__REQUIREMENT__.
Without the pictures, set down the records below word for word.

* START RECORDS PROVIDED *

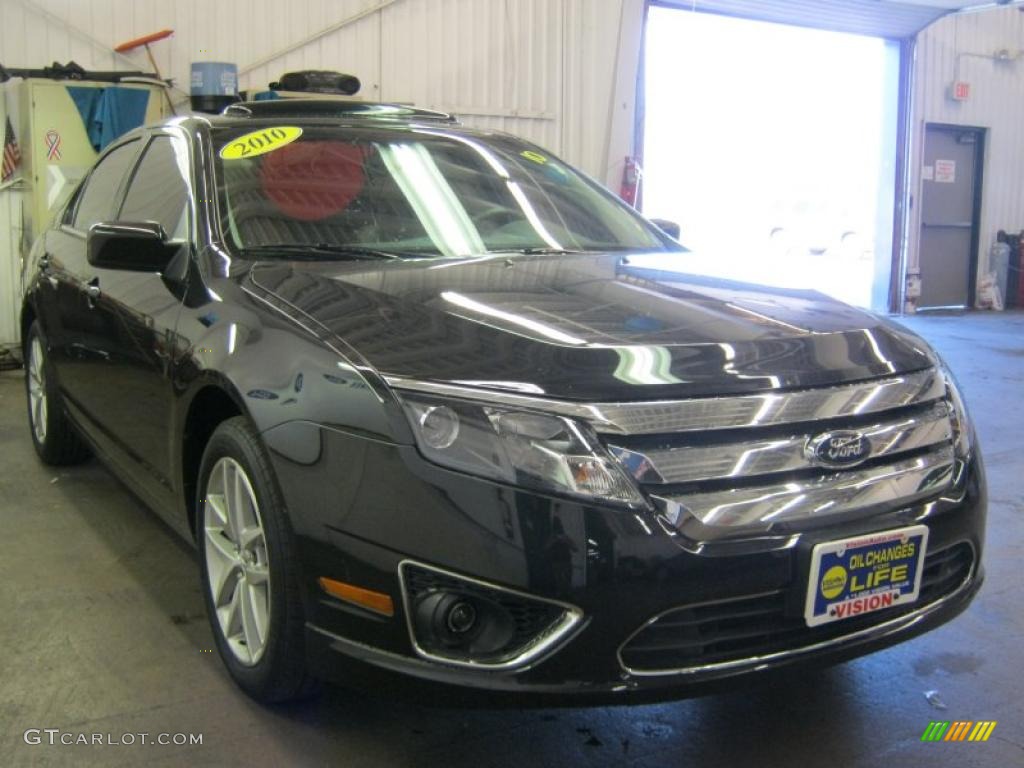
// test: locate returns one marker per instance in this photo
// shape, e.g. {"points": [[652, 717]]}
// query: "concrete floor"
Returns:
{"points": [[101, 630]]}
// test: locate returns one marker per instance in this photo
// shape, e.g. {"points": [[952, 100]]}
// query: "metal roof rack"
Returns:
{"points": [[329, 108]]}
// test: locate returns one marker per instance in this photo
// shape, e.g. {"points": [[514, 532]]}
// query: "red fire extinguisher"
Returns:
{"points": [[632, 173]]}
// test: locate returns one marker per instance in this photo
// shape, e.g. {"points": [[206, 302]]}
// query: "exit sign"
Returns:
{"points": [[961, 91]]}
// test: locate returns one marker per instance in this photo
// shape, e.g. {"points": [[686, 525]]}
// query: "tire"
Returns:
{"points": [[53, 436], [250, 582]]}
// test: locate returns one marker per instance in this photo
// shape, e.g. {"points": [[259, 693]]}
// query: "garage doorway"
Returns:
{"points": [[774, 147], [950, 209]]}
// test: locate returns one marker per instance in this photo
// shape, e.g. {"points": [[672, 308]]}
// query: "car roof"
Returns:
{"points": [[333, 108]]}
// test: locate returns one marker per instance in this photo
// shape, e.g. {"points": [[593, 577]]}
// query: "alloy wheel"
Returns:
{"points": [[237, 564]]}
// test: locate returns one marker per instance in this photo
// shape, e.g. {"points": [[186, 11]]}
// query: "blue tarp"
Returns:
{"points": [[108, 113]]}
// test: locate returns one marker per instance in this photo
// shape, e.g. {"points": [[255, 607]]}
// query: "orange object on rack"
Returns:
{"points": [[144, 40], [144, 43]]}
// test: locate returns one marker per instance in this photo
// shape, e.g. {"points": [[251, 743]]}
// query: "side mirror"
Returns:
{"points": [[669, 227], [132, 246]]}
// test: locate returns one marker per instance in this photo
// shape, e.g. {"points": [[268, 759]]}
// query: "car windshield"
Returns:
{"points": [[372, 192]]}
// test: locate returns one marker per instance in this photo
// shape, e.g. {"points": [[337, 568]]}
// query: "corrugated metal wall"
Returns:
{"points": [[542, 69], [996, 102]]}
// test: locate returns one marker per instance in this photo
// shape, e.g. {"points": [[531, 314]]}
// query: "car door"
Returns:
{"points": [[134, 313]]}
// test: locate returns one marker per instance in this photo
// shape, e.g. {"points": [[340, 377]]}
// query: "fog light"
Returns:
{"points": [[440, 426], [461, 617], [465, 622]]}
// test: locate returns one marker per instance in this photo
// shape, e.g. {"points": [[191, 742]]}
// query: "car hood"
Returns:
{"points": [[603, 327]]}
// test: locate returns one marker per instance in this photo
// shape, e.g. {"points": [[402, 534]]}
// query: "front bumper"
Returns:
{"points": [[620, 568]]}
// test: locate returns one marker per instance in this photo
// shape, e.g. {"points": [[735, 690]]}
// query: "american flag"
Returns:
{"points": [[11, 155]]}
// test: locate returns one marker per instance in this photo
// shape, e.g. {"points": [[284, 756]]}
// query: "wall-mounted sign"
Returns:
{"points": [[945, 171]]}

* END RECORDS PROVIDED *

__TASK ANSWER__.
// test: locate returns one marker per instance in this photo
// shape, e.g. {"points": [[652, 717]]}
// query: "concrete floor"
Returns:
{"points": [[101, 630]]}
// test: locate returns one marker per instance in this photo
// shape, e.g. {"points": [[952, 100]]}
// query: "metal roof rack"
Returns:
{"points": [[329, 108]]}
// test: locate returns one marker per instance in this photo
// shape, e.g. {"points": [[514, 532]]}
// query: "red fire extinguisher"
Returns:
{"points": [[632, 173]]}
// test: locate returns one marker per instance in this photo
// shape, e.g. {"points": [[206, 302]]}
// query: "exit sign"
Returns:
{"points": [[961, 91]]}
// test: locate returns one marker per instance in this photo
// shape, e.g. {"points": [[686, 525]]}
// query: "tire"
Returns:
{"points": [[53, 436], [250, 582]]}
// test: locate returns one marker per instance in this photo
// shape, e.g. {"points": [[259, 693]]}
// query: "garage doorway"
Returns:
{"points": [[774, 147], [950, 209]]}
// test: locate returns one marker per instance in this photo
// shape, e.g. {"points": [[672, 308]]}
// query: "car roof"
Returns:
{"points": [[333, 108]]}
// test: locate returns one marker per instance in this photo
// shape, e.g. {"points": [[593, 577]]}
// query: "alloy wheel"
Returns:
{"points": [[237, 564]]}
// test: locate returns one marker per instance in this photo
// shape, e.g. {"points": [[186, 11]]}
// query: "blue tarp"
Returns:
{"points": [[108, 113]]}
// test: locate returns one marker per instance in this photo
// shape, e.g. {"points": [[255, 607]]}
// query: "orange object on rack"
Returns:
{"points": [[144, 40], [144, 43]]}
// test: locate returns one marker per instance in this photo
// shape, e.g. {"points": [[251, 743]]}
// query: "side mirror"
Returns:
{"points": [[669, 227], [132, 246]]}
// test: locate returns one marker per instance in this photo
// shape, e.g. {"points": [[268, 759]]}
// query: "car windshield"
Returns:
{"points": [[372, 192]]}
// test: locate returns one marker per instance in this photo
// shape, e.g. {"points": [[337, 568]]}
// query: "corrugated metal wall"
Returns:
{"points": [[542, 69], [996, 102]]}
// test: locate returns one marker per instance in this photo
// shape, e.g. {"points": [[531, 314]]}
// query: "car door"
Returns:
{"points": [[134, 313]]}
// test: locate returns one marker per instance in this photo
// shape, e.g. {"points": [[340, 377]]}
// query: "fog light"
Returns:
{"points": [[440, 426], [461, 617], [465, 622]]}
// test: locate returns one marker per instance in this photo
// shape, e.g. {"points": [[191, 742]]}
// query: "car hood"
Returns:
{"points": [[603, 327]]}
// test: locate returns one marker per instance in this photo
// shape, e.g. {"points": [[402, 534]]}
// query: "front bumper"
Returns:
{"points": [[620, 568]]}
// test: locate returns one marker per instance in this photo
// shape, e.g. {"points": [[735, 690]]}
// query: "american flag"
Returns:
{"points": [[11, 155]]}
// test: locate returns one marker per instance in this photo
// shape, e.g. {"points": [[284, 756]]}
// query: "wall-mounted sign"
Returns:
{"points": [[945, 171]]}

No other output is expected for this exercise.